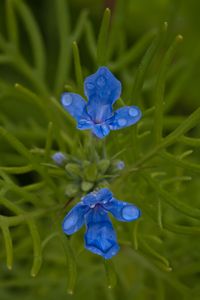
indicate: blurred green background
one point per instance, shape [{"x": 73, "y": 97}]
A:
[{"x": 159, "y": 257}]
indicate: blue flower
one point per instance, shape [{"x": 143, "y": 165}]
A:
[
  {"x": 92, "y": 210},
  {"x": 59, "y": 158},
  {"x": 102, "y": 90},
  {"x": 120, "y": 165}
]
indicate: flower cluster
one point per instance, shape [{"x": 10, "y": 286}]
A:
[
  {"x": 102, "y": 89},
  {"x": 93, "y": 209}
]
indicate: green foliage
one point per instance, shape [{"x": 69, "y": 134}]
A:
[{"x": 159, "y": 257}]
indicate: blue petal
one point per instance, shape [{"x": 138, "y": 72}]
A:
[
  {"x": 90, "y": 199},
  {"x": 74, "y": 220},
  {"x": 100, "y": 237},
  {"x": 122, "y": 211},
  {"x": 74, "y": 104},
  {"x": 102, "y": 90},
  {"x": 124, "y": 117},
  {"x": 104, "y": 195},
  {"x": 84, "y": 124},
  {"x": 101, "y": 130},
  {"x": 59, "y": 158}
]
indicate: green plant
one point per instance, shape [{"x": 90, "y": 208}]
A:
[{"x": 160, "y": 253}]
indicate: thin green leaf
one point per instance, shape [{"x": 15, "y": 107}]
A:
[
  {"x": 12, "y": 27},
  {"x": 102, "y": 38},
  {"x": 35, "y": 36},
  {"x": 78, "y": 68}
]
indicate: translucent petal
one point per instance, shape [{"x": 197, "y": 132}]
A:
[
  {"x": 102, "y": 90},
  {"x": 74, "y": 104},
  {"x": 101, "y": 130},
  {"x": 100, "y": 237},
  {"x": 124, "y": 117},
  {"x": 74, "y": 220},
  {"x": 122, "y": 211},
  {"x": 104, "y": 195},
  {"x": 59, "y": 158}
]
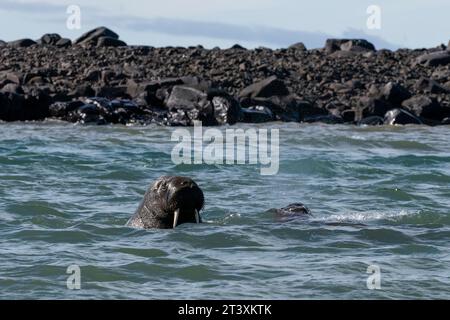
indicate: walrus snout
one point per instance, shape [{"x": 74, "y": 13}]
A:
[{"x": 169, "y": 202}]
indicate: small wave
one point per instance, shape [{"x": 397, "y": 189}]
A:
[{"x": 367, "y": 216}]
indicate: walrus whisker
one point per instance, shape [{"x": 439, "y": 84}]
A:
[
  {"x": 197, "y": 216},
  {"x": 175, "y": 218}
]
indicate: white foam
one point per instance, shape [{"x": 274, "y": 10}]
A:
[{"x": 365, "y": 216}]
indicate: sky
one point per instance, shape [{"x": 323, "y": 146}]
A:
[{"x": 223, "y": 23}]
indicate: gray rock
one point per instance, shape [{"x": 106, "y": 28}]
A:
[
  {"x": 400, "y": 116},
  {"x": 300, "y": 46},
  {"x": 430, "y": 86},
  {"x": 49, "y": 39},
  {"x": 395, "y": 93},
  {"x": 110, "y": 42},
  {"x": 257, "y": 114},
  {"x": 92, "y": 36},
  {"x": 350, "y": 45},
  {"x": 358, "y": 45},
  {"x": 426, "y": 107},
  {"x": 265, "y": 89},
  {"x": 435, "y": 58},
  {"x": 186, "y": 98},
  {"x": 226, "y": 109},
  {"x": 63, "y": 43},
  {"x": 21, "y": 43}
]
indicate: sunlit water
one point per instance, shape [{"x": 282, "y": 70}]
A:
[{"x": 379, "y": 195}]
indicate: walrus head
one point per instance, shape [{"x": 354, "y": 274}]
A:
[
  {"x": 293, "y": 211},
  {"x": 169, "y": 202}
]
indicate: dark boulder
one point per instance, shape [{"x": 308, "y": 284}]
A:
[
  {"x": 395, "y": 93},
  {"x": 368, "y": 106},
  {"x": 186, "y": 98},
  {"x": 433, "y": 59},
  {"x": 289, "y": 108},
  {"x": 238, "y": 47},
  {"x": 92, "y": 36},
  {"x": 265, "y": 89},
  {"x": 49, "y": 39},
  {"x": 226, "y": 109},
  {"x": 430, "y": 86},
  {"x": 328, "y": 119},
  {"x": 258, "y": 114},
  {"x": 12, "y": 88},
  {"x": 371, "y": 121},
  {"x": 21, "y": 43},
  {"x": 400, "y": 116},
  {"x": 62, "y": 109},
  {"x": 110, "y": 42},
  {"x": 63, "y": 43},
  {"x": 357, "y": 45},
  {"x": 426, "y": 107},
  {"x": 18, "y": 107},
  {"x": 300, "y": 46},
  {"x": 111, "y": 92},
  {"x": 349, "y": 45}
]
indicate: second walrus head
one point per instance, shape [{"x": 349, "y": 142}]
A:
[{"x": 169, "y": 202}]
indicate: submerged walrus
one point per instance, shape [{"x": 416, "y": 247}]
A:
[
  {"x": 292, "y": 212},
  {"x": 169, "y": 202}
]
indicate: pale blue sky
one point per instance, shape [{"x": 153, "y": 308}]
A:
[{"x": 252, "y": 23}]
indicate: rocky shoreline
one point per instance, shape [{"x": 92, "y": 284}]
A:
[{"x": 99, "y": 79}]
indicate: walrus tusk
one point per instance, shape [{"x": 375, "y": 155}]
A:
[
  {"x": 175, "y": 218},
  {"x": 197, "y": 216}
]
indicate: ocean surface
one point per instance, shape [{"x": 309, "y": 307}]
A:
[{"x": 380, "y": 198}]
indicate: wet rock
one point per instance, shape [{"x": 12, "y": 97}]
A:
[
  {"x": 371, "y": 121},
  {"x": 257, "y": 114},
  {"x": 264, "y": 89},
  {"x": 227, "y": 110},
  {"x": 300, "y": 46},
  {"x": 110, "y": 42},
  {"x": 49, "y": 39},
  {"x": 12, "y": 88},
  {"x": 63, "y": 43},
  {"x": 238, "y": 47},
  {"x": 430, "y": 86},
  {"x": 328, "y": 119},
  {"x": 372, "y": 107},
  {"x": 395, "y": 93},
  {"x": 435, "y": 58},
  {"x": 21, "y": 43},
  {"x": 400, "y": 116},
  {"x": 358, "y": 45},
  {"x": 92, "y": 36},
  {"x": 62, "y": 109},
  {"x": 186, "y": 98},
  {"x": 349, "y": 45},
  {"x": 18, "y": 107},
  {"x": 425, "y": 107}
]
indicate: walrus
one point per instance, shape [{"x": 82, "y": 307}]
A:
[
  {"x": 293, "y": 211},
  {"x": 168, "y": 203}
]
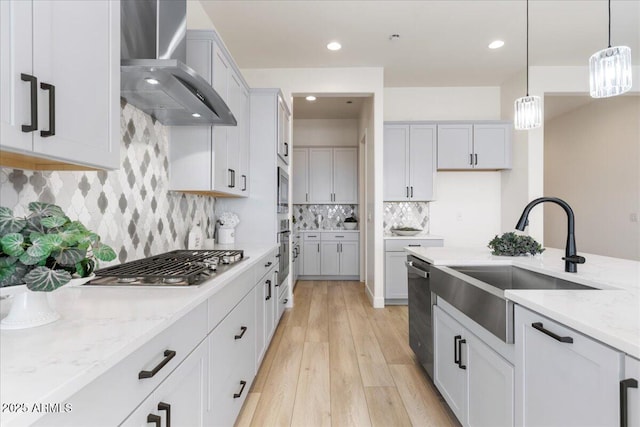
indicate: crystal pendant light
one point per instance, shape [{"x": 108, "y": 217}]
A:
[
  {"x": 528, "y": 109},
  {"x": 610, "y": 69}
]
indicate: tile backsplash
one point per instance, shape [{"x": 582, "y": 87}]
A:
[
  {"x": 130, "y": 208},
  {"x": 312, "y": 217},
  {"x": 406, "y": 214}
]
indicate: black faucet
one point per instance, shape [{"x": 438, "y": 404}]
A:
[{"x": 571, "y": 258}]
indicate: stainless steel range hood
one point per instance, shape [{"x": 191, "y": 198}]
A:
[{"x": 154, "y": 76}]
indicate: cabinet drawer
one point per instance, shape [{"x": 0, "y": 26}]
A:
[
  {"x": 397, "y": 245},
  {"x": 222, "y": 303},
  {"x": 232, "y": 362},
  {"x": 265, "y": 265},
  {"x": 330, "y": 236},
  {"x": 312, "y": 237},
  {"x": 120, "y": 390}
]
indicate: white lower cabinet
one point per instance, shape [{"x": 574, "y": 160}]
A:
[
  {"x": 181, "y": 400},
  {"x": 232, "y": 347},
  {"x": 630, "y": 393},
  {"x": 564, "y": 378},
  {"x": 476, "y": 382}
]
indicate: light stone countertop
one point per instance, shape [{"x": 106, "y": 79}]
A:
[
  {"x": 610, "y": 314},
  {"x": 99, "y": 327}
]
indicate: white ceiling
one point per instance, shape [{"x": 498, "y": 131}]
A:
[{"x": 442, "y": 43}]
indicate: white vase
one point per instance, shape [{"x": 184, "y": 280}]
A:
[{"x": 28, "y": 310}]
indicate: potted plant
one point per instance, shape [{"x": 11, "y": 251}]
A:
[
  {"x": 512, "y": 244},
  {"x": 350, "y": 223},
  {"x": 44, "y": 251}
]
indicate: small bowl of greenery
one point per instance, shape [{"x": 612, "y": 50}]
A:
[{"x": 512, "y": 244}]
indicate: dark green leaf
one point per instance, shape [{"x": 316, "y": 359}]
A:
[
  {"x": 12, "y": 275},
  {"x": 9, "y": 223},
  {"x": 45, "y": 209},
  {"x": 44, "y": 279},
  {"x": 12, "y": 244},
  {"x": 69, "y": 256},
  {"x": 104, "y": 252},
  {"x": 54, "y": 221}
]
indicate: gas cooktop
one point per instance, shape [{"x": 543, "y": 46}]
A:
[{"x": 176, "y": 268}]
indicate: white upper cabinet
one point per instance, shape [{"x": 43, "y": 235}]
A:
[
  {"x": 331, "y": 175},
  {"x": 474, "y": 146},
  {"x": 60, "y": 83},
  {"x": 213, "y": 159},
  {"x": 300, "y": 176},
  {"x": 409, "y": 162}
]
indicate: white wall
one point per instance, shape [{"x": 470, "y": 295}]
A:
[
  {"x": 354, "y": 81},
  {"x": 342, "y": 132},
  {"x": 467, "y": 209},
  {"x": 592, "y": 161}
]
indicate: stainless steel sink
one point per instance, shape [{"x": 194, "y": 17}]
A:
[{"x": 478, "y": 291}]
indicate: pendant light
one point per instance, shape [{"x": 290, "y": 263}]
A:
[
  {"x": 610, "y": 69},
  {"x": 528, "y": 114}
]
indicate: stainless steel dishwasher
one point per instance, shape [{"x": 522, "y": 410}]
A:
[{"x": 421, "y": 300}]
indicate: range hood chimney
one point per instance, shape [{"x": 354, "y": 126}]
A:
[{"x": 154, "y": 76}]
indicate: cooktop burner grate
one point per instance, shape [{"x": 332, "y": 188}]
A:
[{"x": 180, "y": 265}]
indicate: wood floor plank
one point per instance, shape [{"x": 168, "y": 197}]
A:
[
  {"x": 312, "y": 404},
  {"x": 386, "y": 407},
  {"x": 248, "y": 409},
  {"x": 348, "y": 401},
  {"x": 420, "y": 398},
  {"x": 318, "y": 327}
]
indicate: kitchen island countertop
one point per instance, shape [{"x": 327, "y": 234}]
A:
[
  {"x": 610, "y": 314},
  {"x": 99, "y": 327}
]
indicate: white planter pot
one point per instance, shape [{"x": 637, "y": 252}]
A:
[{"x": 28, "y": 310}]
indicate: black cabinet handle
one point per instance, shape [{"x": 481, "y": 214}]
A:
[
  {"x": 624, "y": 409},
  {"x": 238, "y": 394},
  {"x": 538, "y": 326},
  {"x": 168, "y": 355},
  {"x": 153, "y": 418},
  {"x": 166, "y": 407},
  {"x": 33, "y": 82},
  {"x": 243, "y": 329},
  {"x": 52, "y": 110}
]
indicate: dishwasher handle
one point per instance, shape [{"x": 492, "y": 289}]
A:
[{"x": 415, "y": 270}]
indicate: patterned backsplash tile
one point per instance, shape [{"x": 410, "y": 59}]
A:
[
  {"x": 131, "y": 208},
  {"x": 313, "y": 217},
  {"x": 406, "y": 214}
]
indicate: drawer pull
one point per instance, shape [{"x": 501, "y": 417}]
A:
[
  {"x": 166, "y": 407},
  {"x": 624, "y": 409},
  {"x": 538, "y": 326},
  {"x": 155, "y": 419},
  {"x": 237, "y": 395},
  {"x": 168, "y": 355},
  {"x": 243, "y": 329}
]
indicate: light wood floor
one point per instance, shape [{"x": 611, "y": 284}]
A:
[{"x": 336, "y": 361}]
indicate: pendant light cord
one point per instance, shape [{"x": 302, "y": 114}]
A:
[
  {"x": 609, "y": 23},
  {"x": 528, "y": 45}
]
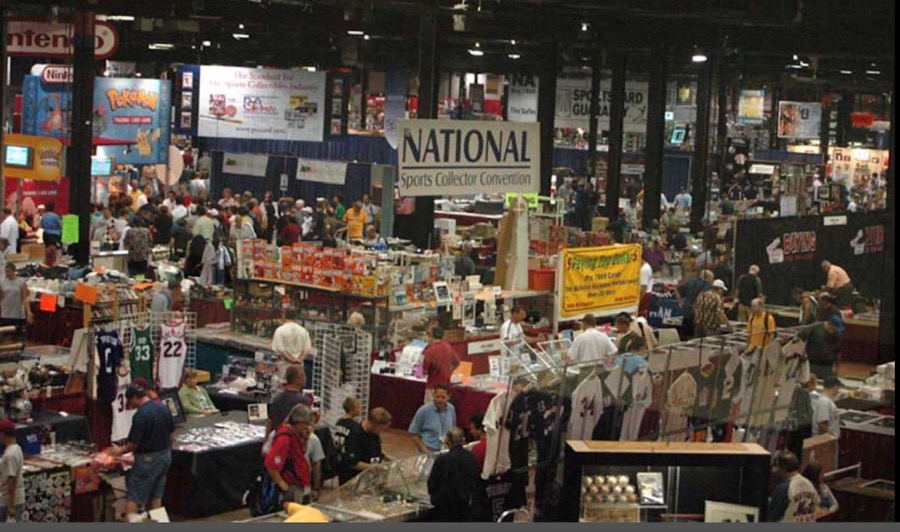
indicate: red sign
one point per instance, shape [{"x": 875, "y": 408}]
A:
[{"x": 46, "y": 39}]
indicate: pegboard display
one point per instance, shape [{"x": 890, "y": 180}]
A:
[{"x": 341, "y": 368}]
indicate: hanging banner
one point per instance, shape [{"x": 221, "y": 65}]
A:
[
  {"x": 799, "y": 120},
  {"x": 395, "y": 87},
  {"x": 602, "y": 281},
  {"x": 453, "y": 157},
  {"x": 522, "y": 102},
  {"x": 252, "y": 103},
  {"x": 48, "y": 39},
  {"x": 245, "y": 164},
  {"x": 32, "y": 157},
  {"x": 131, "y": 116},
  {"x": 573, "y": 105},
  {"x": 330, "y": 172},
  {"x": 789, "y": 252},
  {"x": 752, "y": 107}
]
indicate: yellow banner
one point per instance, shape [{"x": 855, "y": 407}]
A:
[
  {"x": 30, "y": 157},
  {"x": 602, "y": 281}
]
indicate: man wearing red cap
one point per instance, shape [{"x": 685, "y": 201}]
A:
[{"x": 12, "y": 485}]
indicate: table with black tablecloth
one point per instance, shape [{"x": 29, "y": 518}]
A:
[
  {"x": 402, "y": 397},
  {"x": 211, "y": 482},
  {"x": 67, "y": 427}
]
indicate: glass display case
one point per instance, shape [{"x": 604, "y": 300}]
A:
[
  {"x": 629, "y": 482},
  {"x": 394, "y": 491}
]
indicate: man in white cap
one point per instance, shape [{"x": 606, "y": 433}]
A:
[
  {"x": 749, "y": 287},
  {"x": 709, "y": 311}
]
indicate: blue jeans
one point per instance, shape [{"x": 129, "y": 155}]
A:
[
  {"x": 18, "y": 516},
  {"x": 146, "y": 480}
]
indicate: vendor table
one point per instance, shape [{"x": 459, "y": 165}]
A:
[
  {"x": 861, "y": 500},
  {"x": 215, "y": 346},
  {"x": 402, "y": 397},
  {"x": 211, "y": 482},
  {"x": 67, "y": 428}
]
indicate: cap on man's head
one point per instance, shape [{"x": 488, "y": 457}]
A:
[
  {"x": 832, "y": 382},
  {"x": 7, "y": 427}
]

§ Problem description
Only the lines from the one that contains "indicate: glass display case" to the end of the data should be output, exactly as they appear.

§ Output for this task
indicate: glass display case
one point per instance, shape [{"x": 604, "y": 300}]
A:
[
  {"x": 629, "y": 482},
  {"x": 394, "y": 491}
]
indicate: man in white cap
one point per instance, shape [{"x": 606, "y": 433}]
A:
[
  {"x": 749, "y": 287},
  {"x": 709, "y": 311}
]
indicate: blue jeans
one point per instance, shape [{"x": 129, "y": 155}]
A:
[
  {"x": 18, "y": 516},
  {"x": 146, "y": 480}
]
indicate: vendor table
one point per instance, shape [{"x": 459, "y": 165}]
A:
[
  {"x": 861, "y": 500},
  {"x": 215, "y": 346},
  {"x": 402, "y": 397},
  {"x": 211, "y": 482},
  {"x": 67, "y": 428}
]
indicate: cap on man's head
one point per instance, shape [{"x": 488, "y": 457}]
A:
[
  {"x": 832, "y": 382},
  {"x": 7, "y": 427}
]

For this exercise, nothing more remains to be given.